## EXCERPT TO READ:
SUMMARY OF THE INVENTION

The objective of the present invention is to regulating a pore size, porosity and surface properties of a SiC membrane at one step by only changing the preparation conditions of the SiC membrane. The present invention provides a simple method for effectively regulating a pore structure of a SiC membrane by only regulating a molding pressure and a sintering temperature without adding a pore former and without changing the formulation of mixed powder. The surface properties of the membrane are affected by the pore structure, so post-treatment for modification is not required, thereby reducing the preparation cost of the SiC membrane and obtaining a SiC membrane suitable for various application fields. The prepared SiC membrane can be applied to efficient separation of oil-containing wastewater and to rapid preparation of a water-in-oil emulsion.

## Point annotation records:
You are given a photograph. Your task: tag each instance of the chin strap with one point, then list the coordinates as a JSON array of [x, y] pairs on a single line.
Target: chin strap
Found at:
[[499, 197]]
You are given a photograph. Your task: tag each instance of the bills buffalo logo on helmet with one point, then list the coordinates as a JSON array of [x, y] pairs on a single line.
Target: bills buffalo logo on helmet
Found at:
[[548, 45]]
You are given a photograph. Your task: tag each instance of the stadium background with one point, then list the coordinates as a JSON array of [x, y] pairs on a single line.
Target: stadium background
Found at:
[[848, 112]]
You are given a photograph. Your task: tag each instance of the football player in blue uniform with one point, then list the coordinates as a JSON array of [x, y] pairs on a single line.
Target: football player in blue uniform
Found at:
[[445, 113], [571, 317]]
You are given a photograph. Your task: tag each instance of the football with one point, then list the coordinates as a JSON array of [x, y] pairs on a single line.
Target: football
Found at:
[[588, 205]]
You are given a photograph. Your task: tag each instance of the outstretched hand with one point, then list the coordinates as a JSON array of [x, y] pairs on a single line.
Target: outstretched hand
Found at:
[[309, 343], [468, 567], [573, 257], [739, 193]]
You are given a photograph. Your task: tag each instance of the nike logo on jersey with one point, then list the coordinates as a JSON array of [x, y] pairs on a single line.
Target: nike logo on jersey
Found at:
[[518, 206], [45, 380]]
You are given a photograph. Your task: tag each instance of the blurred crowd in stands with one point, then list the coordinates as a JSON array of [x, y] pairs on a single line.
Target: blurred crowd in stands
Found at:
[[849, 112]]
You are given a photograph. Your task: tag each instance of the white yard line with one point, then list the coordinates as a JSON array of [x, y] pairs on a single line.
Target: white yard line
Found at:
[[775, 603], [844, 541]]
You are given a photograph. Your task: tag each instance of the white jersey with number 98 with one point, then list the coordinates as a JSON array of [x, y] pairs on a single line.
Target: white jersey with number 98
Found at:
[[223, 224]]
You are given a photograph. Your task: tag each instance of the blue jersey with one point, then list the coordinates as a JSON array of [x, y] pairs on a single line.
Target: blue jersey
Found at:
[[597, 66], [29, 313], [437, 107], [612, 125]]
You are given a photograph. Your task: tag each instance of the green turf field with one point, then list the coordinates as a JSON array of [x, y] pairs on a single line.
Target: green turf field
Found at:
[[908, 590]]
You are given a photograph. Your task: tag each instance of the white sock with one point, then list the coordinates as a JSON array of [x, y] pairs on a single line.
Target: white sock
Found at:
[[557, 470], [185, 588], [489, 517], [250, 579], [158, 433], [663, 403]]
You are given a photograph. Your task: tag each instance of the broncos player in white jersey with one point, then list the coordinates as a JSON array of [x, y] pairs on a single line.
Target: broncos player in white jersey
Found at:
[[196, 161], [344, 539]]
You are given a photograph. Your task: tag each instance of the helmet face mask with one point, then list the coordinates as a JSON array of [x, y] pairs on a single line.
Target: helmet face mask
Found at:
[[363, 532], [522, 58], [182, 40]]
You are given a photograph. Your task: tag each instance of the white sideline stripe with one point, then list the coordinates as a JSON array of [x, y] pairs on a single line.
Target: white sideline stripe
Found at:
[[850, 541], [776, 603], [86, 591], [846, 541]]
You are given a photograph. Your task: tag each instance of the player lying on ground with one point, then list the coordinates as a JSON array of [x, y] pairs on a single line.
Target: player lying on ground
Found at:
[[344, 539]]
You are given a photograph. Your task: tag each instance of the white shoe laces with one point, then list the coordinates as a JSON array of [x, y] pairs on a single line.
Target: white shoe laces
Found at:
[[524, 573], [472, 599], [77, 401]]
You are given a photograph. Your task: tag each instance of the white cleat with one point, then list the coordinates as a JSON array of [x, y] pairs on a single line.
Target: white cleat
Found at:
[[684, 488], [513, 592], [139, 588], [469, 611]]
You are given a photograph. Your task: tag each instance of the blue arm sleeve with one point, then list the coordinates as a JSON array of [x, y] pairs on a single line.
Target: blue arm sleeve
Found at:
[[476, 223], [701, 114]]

## THE TASKS:
1. Summarize the invention summary in two sentences.
2. Write the next part of the invention summary, picking up after its final sentence.

## ANSWERS:
1. The invention aims to regulate the pore size, porosity and surface properties of a SiC membrane in one step by changing only the molding pressure and sintering temperature, with no pore former and no change to the mixed powder formulation. Because the surface properties follow from the pore structure, no modification post-treatment is needed, which lowers preparation cost and yields a membrane usable for separating oil-containing wastewater and for rapidly preparing water-in-oil emulsions.

2.
In order to achieve the foregoing objective, the present invention adopts the following technical solution:

A method for regulating porosity and a pore size of a SiC ceramic membrane, comprising the following steps:

• • (1) weighing SiC aggregate with an average particle size of 5 μm and a sintering aid at a certain mass ratio and mixing them for a certain time in a ball mill or a three-dimensional mixer to ensure uniform mixing and obtain mixed powder A; screening the mixed powder A with a sieve to obtain mixed powder B with a uniform particle size; fully mixing the mixed powder B with a binder to obtain mixed powder C.
  • (2) making the mixed powder C into a green body of a certain shape under a certain molding pressure.
  • (3) putting the green body in a high temperature furnace, and carrying out in-situ sintering reaction according to a certain sintering procedure to obtain a SiC membrane with a different pore structure and surface properties.
  • (4) using the SiC membrane to treat oil-containing wastewater or prepare a water-in-oil emulsion and establish an application-oriented SiC membrane design and preparation method. wherein:

The sintering aid in step (1) is NaA molecular sieve waste powder (NaA(r)) recovered from a NaA molecular sieve membrane production line, industrial grade sodium silicate and zirconia; and the sintering aid accounts for 12% to 22% of the mass of the mixed powder A.

The speed of the ball mill or three-dimensional mixer used in step (1) for mixing powder is 100 rpm to 500 rpm, and the milling time is 2 h.

The mesh number of the wire sieve in step (1) is 50 mesh to 100 mesh.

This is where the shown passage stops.